* [Instrucciones de trabajo]
A – Traduce al inglés la oración «Todos sabemos perfectamente lo que es criminal.», que aparece en el fragmento sobre las migraciones incluido más abajo.
B – Responde con la información del fragmento sobre las migraciones incluido más abajo:
(i) ¿Cuántos habitantes tenía el planeta en 1900?
(ii) ¿Qué prohibieron los estadounidenses hace menos de 100 años?
(iii) ¿Qué tres actos se mencionan como delitos contra la naturaleza humana?

* [Fragmento para leer]
Hagamos que los traficantes de personas puedan subir las
tarifas a esos infelices que quieren vivir mejor, y para conseguirlo
están dispuestos a apostar su patrimonio, su vida y las vidas de sus
hijos.
Enric González
El siglo XIX fue un siglo de migraciones masivas. Irlandeses que
huían del hambre, judíos que huían de los pogromos zaristas, chinos que
huían de la miseria e italianos que huían de Italia poblaron Estados
Unidos, e hicieron de ese país la primera potencia mundial. En 1800, el
planeta tenía menos de mil millones de habitantes. El siglo XX volvió a
ser un siglo de migraciones masivas, en parte debidas a la brutalidad de
los totalitarismos, en parte debidas a que el humano lleva incorporada
en sus genes el ansia de ofrecer a sus hijos una vida mejor. En 1900, el
planeta tenía 1.600 millones de habitantes.
El siglo XXI insiste con las migraciones. Pero ahora somos 7.000
millones. ¿Qué vamos a hacer? La tontería de siempre: prohibir. Es lo
que hacemos cuando nos negamos a asumir la realidad. Es lo que hicieron
los estadounidenses hace menos de 100 años. Prohibieron el alcohol y, de
forma más paulatina, drogas como la marihuana y la cocaína. El
resultado de la ley seca lo conocemos. También conocemos el resultado de
la guerra contra las drogas. Miles de billones gastados por los
contribuyentes, cárceles abarrotadas, narcomafias poderosísimas que
devoran países enteros y una oferta inagotable de estupefacientes, más
caros y de peor calidad que si fueran legales. Todos sabemos
perfectamente lo que es criminal. Matar, violar, robar, son delitos
contra la naturaleza humana. Emigrar no tiene nada que ver con drogarse,
salvo en un aspecto: ambos son delitos sólo cuando la sociedad decide
que lo sean.

(Datos de localización de puntos)
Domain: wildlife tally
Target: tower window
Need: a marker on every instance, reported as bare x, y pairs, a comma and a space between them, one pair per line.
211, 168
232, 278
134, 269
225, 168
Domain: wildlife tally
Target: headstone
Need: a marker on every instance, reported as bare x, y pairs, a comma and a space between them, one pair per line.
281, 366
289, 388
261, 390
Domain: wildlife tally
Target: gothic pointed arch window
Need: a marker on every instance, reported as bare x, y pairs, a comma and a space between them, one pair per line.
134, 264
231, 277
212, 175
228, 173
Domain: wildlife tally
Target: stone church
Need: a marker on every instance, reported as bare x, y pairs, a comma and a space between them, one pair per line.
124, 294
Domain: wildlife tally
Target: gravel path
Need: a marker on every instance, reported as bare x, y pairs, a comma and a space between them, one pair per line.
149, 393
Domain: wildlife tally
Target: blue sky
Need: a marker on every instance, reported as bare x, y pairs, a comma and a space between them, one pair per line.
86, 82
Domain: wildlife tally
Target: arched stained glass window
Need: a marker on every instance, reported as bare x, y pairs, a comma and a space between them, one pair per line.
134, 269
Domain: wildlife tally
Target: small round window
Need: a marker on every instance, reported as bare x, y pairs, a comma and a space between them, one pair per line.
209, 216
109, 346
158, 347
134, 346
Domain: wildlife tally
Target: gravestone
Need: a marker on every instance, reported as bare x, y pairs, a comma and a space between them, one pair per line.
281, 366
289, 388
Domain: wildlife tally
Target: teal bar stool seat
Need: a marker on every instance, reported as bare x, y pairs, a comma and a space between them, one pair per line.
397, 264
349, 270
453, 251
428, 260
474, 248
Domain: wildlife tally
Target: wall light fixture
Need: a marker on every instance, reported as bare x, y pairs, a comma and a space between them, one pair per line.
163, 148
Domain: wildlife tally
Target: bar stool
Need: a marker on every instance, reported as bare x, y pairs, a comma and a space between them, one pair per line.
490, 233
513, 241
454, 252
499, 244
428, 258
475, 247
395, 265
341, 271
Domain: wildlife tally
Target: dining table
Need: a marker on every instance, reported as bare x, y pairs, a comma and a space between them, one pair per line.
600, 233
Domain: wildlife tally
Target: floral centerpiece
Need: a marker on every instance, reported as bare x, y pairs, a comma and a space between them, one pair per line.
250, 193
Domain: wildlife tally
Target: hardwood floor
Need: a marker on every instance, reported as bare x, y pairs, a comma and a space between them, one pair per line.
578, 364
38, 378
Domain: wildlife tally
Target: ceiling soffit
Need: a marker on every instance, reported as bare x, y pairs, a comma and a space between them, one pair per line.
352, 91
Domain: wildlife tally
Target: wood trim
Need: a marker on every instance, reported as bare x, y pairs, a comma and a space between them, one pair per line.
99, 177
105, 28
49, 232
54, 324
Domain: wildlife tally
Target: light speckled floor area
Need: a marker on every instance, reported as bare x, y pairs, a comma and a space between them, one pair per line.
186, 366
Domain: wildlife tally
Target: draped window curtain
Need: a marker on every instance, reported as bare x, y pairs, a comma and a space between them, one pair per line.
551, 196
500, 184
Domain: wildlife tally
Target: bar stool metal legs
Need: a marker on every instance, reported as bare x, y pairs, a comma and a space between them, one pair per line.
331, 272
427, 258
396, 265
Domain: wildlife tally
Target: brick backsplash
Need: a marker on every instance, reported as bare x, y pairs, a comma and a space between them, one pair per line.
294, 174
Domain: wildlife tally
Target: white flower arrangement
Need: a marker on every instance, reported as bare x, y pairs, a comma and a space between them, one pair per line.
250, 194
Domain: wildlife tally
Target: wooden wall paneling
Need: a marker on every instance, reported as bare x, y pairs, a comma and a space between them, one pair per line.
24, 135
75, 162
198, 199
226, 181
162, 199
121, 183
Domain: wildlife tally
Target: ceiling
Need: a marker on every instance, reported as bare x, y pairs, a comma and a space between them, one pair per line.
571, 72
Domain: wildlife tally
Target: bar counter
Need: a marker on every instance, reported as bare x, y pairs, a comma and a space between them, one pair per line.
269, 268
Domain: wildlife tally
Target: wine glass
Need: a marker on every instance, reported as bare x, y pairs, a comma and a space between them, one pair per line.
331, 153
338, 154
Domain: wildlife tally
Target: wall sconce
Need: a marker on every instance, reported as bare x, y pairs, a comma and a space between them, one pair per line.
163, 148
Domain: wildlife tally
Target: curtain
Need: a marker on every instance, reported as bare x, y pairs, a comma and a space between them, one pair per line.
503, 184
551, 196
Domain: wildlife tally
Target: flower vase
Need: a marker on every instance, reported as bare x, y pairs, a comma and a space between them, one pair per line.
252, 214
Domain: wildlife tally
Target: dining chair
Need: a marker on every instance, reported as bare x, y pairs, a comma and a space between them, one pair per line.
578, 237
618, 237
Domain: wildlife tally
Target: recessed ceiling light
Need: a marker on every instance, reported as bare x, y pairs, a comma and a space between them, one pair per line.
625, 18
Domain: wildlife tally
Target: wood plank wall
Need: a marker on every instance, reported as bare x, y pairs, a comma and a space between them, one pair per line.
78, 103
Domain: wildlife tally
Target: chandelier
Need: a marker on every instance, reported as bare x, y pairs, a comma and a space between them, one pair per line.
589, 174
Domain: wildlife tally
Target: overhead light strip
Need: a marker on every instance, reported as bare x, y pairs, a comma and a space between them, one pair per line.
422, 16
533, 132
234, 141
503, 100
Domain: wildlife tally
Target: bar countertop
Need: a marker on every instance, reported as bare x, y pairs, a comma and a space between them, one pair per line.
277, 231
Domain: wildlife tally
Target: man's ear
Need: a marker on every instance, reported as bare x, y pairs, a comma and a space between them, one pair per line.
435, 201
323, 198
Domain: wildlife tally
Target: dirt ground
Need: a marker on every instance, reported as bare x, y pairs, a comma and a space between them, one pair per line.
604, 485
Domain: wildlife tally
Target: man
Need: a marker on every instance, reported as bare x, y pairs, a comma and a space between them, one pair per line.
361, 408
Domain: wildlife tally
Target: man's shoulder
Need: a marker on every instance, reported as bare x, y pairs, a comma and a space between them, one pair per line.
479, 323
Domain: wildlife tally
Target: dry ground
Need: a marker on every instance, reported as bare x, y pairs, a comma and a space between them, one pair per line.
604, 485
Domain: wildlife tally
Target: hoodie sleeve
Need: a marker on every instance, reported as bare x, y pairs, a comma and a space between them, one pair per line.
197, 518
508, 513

* [Resultados en orden]
A – We all know perfectly well what is criminal.

B –
(i) 1.600 millones de habitantes.
(ii) El alcohol y, de forma más paulatina, drogas como la marihuana y la cocaína.
(iii) Matar, violar y robar.